» **Problem 1**
In the records, change "second opinion" to "follow-up review" throughout the stretch from the line containing "Medical imaging review: outline the green foliage" through the line containing "[349,91,500,149]", keeping everything else the same. Return only those lines.

--- Begin Text shown ---

Looking great! I'm gonna start on mine before long. I have spent weeks reading through all of the great builds here. Lots of great ideas to be gained here!


----------



## Jonboat2Bassboat (Aug 17, 2012)

OK, here is the second coat of marine primer. Came out MUCH better but switched to a cheap foam brush. In my opinion, the "China Bristle" brush from Wooster was a waste of money. After cleaning the brush in soap and water, the ends splayed out like a cowlick on a kids hair. After two strokes on the second coat of primer switched to the foam brush. As I said MUCH better. Still have a lot of air bubbles with the high density foam roller but the foam brush takes care of that.

Photos are of the second coat of primer. Photos may not show how much better the second coat was but believe me, it provided full coverage. There are a few "brush" marks from the foam brush but for a bottom primer they are just fine. Will use this method when applying the two coats of bottom paint but will spray on the final coats of topside paint.


----------



## Jonboat2Bassboat (Aug 17, 2012)

Rock Crusher said:


> Looking great! I'm gonna start on mine before long. I have spent weeks reading through all of the great builds here. Lots of great ideas to be gained here!



Just want to add two comments for when you start your project, start early and be aware that most guys who convert Jon boats to Bass boats do not have their boats in the water 5-6 months in the year. I do so had to go with a bottom paint and primer system. Used Aquagard 190 Marine primer for below the waterline and Aquagard Alumi-Koat Anti-Fouling Bottom Paint, applied with a roller and a brush.

If your boat will only be in the water 4-6 hours, 4 times a month, say every Saturday, you SHOULD be OK with Rust-Oleum on the bottom. I am using X-O Rust Oil Enamel for a top cote. Most guys use this or Rust-Oleum and am told it works fine. Only time will tell.

Good luck with your project. There is a lot of good advice here.

--- End Text shown ---

» **Problem 2**
Continue the forum thread about priming and painting a jon boat, picking up after its final line.

--- Begin Records to process ---

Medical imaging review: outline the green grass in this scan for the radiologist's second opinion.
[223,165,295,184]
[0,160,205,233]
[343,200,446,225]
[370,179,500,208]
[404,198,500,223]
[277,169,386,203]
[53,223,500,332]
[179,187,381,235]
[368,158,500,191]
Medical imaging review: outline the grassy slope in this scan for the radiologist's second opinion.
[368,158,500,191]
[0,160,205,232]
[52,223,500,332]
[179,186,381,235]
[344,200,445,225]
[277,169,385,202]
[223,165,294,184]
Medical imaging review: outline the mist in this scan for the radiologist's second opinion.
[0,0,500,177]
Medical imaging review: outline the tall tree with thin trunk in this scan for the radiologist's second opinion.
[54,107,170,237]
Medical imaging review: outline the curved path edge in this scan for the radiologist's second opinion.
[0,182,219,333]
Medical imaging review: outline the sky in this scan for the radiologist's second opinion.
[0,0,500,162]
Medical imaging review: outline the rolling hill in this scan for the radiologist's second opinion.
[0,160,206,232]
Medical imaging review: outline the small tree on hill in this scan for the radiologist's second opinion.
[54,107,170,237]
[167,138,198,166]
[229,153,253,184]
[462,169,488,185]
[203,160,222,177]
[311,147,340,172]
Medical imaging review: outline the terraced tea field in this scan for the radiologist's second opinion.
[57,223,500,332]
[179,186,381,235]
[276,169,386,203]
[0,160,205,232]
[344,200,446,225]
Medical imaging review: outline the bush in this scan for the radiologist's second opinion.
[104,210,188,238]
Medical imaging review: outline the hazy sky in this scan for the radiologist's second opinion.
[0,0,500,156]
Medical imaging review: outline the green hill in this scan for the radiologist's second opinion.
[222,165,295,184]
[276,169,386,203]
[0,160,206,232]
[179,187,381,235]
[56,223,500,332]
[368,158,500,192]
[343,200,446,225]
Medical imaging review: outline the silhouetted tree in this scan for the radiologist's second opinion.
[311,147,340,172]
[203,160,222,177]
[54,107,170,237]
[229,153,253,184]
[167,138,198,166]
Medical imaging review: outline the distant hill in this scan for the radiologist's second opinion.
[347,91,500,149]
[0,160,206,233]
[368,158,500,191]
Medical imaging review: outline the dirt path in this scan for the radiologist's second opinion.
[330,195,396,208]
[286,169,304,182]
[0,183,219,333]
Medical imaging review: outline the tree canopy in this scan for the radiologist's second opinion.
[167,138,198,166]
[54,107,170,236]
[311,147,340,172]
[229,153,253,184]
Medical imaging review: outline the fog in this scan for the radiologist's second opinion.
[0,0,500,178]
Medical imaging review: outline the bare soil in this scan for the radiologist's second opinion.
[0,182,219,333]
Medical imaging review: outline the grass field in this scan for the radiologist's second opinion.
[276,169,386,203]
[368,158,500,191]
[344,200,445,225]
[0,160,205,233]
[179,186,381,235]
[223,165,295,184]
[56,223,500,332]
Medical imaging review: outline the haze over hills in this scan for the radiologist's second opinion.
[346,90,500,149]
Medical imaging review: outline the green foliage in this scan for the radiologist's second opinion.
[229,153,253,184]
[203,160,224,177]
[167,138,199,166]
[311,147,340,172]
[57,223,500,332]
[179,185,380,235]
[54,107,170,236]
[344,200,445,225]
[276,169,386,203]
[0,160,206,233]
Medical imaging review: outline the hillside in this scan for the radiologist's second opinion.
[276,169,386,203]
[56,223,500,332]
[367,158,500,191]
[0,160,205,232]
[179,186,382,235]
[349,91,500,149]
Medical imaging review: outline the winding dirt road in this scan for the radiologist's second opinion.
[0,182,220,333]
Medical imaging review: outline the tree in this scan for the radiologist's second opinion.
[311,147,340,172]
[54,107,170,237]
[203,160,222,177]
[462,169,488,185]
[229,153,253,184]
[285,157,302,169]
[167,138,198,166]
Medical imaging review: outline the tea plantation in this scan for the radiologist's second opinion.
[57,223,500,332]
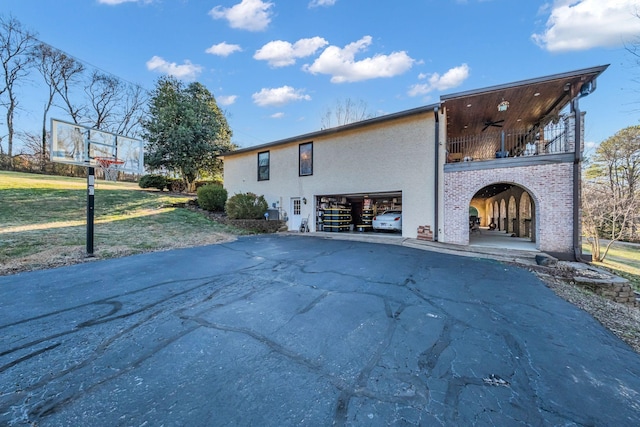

--- End Records to process ---

» **Task output 1**
Medical imaging review: outline the green foliage in this scan for the radiologist's follow-up review.
[229,153,253,184]
[203,160,224,177]
[167,138,199,166]
[311,147,340,172]
[57,223,500,332]
[179,185,380,235]
[54,107,170,236]
[344,200,445,225]
[276,169,386,203]
[0,160,206,233]
Medical imaging review: outline the hillside in this scan for the radiologist's follow-up review.
[276,169,386,203]
[56,223,500,332]
[367,158,500,191]
[0,160,205,232]
[179,186,382,235]
[349,91,500,149]

» **Task output 2**
Just wanted to add you can get a book on converting a Jonboat to a Bassboat at myjonboat.com. The book is $20 but can download an e-book for less. If you get the printed book the e-book comes with it. There are also several examples with lots of pictures of boats that have been converted using this system. This is where I started but still need the advice from this web site.

Just be aware that if your boat is in the water a lot you will need bottom paint. Also, use marine wire. Standard wire is not tinned and standard connectors are made of aluminium with plastic shields. Copper and aluminium are dis-similar metals and, when wet, will promote corrosion. Marine wire is tinned copper and marine connectors are also tinned copper with heat shrink shields. Once you crimp on the connector you can heat shrink the connection and make it waterproof. Marine wire and connectors are expensive but not prohibitive.


----------



## Jonboat2Bassboat (Aug 18, 2012)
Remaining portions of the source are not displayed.